__What to produce__. Render every entry verbatim.

*** Data under study Section Begins ***

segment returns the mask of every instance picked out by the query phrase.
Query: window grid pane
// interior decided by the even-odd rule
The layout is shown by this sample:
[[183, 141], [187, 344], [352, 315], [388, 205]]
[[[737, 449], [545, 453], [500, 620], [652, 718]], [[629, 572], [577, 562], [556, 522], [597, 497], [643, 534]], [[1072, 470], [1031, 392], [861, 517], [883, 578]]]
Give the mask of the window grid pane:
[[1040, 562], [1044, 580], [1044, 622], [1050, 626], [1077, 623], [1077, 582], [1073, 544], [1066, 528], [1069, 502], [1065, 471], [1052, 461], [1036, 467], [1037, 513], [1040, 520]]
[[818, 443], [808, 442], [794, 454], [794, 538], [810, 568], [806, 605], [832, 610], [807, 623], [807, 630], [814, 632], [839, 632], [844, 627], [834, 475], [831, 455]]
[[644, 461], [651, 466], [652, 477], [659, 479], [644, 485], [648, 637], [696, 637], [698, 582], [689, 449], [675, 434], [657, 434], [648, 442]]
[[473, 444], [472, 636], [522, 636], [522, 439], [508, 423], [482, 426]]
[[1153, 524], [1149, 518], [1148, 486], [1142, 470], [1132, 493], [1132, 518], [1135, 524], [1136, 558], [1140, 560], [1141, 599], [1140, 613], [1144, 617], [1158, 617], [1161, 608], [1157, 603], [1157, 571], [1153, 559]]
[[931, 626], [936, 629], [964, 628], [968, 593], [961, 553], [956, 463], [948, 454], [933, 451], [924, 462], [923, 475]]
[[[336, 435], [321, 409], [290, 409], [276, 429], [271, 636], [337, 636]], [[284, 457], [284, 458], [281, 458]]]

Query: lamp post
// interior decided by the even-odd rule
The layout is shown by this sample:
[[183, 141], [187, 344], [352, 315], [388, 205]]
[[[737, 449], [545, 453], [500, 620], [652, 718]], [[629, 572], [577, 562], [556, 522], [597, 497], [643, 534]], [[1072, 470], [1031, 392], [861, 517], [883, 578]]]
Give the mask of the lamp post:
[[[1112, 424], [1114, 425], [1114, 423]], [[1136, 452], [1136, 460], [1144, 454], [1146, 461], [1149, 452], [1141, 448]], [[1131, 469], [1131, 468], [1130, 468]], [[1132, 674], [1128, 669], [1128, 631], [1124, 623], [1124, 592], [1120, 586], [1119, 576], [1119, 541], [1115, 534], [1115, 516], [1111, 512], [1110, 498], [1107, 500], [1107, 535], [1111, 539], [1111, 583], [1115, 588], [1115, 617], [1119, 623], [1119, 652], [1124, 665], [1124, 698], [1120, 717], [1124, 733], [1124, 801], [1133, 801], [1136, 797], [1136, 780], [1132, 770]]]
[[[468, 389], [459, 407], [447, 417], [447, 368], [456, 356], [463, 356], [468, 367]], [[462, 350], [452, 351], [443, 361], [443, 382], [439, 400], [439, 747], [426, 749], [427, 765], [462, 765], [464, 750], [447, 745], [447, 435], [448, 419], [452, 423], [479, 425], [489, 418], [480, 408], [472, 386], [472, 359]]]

*** Data under study Section Ends ***

__Answer below__.
segment returns the mask of every instance picked out by the query phrase.
Query: window grid pane
// interior decided by the even-odd rule
The layout is shown by this sample:
[[183, 141], [187, 344], [352, 315], [388, 205]]
[[[737, 449], [545, 453], [500, 620], [652, 718]], [[629, 572], [577, 562], [556, 522], [597, 497], [643, 534]], [[1072, 470], [1031, 392], [861, 517], [883, 578]]]
Give the mask of the window grid pane:
[[1040, 562], [1044, 580], [1044, 622], [1050, 626], [1077, 623], [1077, 582], [1073, 544], [1066, 528], [1069, 502], [1065, 471], [1052, 461], [1036, 467], [1037, 513], [1040, 520]]
[[818, 443], [808, 442], [794, 454], [794, 538], [810, 568], [806, 605], [832, 610], [807, 623], [807, 630], [814, 632], [839, 632], [844, 627], [834, 475], [831, 455]]
[[644, 461], [651, 466], [652, 477], [659, 479], [644, 485], [648, 637], [696, 637], [698, 582], [689, 449], [675, 434], [657, 434], [648, 442]]
[[473, 444], [472, 636], [522, 636], [522, 439], [508, 423], [482, 426]]
[[1153, 524], [1149, 518], [1148, 486], [1142, 470], [1132, 493], [1132, 518], [1135, 524], [1136, 558], [1140, 560], [1141, 599], [1140, 613], [1144, 617], [1158, 617], [1161, 608], [1157, 603], [1157, 571], [1153, 559]]
[[931, 626], [936, 629], [964, 628], [968, 593], [961, 553], [956, 463], [948, 454], [933, 451], [924, 462], [923, 475]]
[[[336, 435], [321, 409], [290, 409], [276, 429], [271, 636], [337, 636]], [[284, 457], [284, 458], [281, 458]]]

Query: lamp post
// interior decided by the even-odd rule
The layout is shown by this sample:
[[183, 141], [187, 344], [352, 315], [388, 205]]
[[[737, 449], [545, 453], [500, 620], [652, 718]], [[629, 572], [577, 562], [556, 522], [597, 497], [643, 534]], [[1072, 470], [1031, 392], [861, 517], [883, 578]]]
Give the mask of the lamp post:
[[[1112, 424], [1114, 425], [1114, 423]], [[1136, 452], [1136, 460], [1144, 454], [1146, 461], [1149, 452], [1141, 448]], [[1131, 469], [1131, 468], [1130, 468]], [[1132, 674], [1128, 669], [1128, 631], [1124, 623], [1124, 592], [1120, 586], [1119, 576], [1119, 541], [1115, 534], [1115, 516], [1111, 512], [1110, 498], [1107, 500], [1107, 535], [1111, 539], [1111, 583], [1115, 588], [1115, 617], [1119, 623], [1119, 652], [1124, 665], [1124, 698], [1120, 717], [1124, 733], [1124, 801], [1133, 801], [1136, 797], [1136, 780], [1132, 770]]]
[[[468, 389], [459, 407], [447, 417], [447, 368], [456, 356], [463, 356], [468, 367]], [[462, 350], [452, 351], [443, 361], [443, 382], [439, 400], [439, 747], [426, 749], [427, 765], [462, 765], [464, 750], [447, 745], [447, 435], [448, 419], [452, 423], [479, 425], [489, 418], [480, 408], [472, 386], [472, 359]]]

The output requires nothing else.